** PROVIDED INFORMATION **
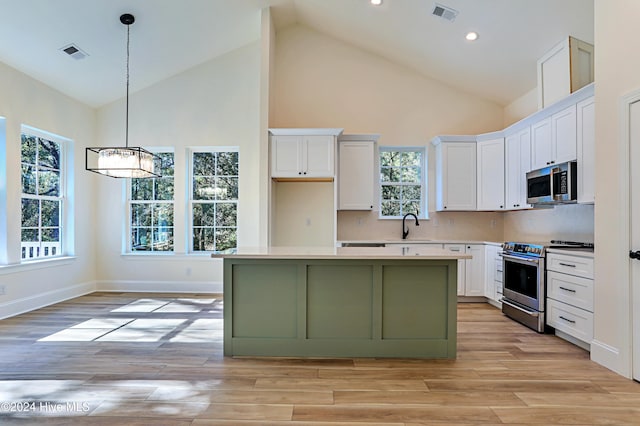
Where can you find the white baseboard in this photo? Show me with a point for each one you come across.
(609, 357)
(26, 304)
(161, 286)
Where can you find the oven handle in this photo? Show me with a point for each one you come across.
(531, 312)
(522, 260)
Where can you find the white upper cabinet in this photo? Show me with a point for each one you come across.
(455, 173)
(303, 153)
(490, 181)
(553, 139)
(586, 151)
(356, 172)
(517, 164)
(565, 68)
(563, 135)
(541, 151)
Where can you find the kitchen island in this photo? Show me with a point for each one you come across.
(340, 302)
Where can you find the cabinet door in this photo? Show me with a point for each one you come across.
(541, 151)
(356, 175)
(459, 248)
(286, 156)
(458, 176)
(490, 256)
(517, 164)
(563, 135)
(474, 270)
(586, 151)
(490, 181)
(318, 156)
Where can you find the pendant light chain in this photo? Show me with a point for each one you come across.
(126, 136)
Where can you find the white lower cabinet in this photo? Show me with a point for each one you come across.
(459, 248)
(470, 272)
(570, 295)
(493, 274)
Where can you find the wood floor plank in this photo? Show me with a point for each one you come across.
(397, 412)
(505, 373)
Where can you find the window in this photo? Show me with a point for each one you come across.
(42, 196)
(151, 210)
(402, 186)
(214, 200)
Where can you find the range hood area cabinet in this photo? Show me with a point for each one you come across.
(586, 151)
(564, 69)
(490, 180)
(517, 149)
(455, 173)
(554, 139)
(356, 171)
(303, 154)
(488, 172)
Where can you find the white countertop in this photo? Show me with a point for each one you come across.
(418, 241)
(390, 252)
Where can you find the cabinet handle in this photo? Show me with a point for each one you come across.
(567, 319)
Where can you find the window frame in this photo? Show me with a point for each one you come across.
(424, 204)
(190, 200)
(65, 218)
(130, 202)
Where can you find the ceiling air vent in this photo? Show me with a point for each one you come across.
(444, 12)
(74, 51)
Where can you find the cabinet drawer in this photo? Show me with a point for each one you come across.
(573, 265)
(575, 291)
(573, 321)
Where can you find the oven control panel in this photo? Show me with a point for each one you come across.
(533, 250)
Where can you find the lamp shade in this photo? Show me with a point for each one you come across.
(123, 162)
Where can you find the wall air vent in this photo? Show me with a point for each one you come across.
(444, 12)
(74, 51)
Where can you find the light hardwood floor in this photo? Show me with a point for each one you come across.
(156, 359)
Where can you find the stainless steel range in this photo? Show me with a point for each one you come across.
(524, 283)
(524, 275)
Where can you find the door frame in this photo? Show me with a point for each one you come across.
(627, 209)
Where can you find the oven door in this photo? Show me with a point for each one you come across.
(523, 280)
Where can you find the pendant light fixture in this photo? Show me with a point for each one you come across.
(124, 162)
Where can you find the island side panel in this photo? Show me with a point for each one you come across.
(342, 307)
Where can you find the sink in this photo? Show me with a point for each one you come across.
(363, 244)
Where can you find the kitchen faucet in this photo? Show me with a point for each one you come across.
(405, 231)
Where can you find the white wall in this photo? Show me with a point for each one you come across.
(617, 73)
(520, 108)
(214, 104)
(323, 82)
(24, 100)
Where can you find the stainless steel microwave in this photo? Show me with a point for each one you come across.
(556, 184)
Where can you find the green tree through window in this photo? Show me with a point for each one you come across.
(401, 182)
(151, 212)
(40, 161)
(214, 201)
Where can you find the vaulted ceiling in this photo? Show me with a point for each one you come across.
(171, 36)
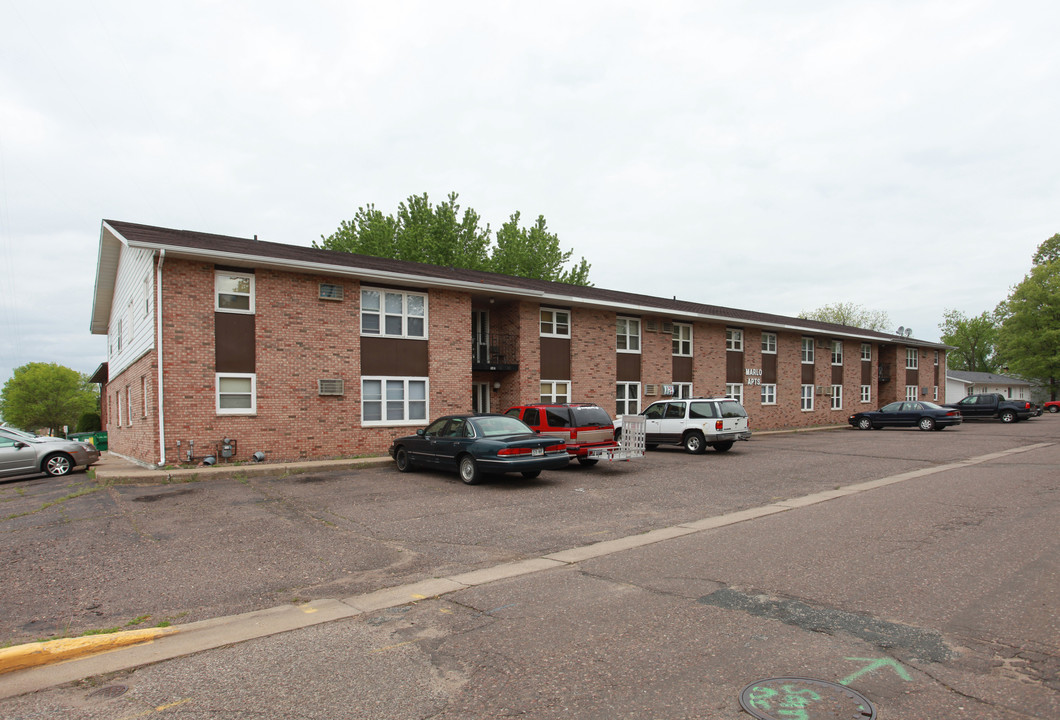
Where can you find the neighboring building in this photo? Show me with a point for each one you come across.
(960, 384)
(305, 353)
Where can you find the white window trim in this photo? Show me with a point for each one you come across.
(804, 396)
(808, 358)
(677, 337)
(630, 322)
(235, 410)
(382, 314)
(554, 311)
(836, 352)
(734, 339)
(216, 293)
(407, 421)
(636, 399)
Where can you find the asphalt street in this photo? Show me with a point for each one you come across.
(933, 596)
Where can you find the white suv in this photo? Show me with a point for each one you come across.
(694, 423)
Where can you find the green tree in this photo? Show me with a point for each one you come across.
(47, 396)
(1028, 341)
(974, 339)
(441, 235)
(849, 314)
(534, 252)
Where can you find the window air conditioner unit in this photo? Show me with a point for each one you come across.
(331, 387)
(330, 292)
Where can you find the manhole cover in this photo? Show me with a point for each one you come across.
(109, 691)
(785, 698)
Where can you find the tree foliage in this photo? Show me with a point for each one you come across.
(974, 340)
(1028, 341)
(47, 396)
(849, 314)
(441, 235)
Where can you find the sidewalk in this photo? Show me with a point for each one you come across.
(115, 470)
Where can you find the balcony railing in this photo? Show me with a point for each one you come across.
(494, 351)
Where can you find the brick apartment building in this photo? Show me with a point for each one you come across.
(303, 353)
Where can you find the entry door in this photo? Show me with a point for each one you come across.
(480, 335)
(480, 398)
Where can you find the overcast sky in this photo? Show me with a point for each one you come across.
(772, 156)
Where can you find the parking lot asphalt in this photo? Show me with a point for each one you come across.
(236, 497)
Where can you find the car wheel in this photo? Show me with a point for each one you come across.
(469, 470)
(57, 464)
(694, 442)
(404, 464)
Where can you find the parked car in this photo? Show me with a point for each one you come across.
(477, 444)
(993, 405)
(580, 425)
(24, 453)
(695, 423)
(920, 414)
...
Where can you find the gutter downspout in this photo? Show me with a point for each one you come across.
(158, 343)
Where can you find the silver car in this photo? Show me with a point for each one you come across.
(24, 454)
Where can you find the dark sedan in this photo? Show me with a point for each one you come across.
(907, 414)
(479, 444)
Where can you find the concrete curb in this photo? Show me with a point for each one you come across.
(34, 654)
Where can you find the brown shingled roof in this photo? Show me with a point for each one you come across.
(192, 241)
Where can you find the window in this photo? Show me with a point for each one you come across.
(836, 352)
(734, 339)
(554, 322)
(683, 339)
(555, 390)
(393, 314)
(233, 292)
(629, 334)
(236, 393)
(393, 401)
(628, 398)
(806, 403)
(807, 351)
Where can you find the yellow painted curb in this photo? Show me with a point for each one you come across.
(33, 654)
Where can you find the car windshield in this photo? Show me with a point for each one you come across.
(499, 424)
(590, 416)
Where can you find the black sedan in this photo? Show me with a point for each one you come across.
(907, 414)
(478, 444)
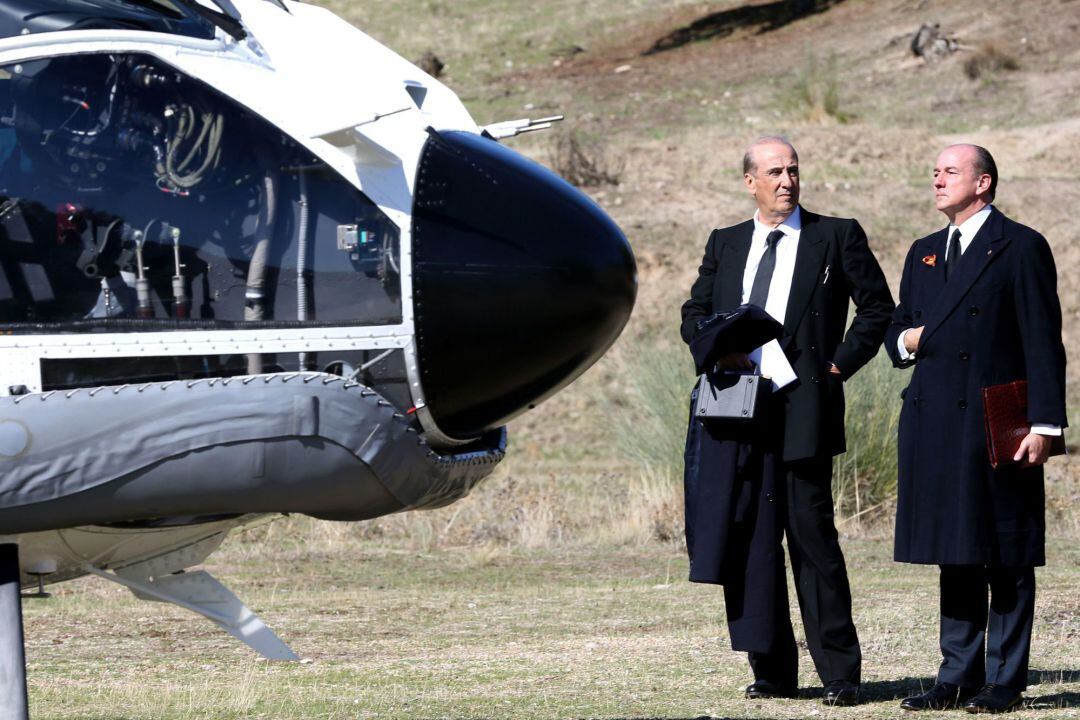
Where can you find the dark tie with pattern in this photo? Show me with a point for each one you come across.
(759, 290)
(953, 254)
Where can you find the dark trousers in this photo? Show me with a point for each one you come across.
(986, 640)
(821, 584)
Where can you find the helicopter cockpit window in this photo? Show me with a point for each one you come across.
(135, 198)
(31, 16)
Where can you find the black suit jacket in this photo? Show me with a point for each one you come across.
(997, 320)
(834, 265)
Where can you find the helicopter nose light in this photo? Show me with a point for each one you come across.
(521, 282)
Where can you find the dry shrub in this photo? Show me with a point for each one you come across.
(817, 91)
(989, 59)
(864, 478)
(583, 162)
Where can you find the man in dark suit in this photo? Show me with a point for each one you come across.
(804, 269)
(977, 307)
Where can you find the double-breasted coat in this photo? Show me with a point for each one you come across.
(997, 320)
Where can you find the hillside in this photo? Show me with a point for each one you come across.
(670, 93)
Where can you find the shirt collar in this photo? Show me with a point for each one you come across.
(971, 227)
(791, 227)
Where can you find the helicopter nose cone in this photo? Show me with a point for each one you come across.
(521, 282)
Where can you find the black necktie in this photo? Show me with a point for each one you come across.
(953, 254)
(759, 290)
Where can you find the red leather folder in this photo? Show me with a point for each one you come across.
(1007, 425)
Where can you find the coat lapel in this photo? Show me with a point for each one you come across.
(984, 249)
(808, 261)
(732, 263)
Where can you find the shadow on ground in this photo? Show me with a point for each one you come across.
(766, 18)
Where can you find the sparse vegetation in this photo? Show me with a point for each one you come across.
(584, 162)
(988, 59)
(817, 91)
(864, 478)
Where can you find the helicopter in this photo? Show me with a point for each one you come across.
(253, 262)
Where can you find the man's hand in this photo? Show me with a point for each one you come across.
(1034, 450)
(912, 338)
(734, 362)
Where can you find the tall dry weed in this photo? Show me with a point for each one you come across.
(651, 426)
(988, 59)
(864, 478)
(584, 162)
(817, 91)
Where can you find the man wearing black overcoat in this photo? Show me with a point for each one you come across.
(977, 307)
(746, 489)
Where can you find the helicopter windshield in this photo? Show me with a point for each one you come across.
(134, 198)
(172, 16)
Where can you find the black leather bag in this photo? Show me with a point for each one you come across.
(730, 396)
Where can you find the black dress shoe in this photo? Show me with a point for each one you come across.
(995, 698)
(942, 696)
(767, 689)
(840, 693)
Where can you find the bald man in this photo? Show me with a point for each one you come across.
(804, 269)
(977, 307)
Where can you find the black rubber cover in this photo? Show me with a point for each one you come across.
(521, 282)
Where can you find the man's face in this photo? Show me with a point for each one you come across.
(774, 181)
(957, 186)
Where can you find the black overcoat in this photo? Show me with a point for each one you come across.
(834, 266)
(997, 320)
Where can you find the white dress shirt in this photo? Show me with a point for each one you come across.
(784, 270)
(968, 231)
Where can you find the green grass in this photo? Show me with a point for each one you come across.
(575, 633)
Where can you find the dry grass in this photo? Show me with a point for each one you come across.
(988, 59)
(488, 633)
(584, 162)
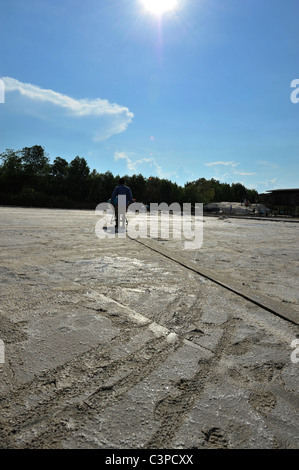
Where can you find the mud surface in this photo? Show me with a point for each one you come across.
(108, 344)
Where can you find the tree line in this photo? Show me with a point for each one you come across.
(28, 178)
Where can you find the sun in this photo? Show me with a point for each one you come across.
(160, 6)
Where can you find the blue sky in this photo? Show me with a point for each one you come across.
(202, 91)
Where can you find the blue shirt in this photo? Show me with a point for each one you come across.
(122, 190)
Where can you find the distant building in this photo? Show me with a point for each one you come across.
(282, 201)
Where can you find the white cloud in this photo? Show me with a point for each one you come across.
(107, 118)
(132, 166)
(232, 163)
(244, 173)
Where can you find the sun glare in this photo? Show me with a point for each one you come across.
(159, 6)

** REQUEST **
State how many lines in the data above contain the string "building". Give the number alone.

** FULL OUTPUT **
3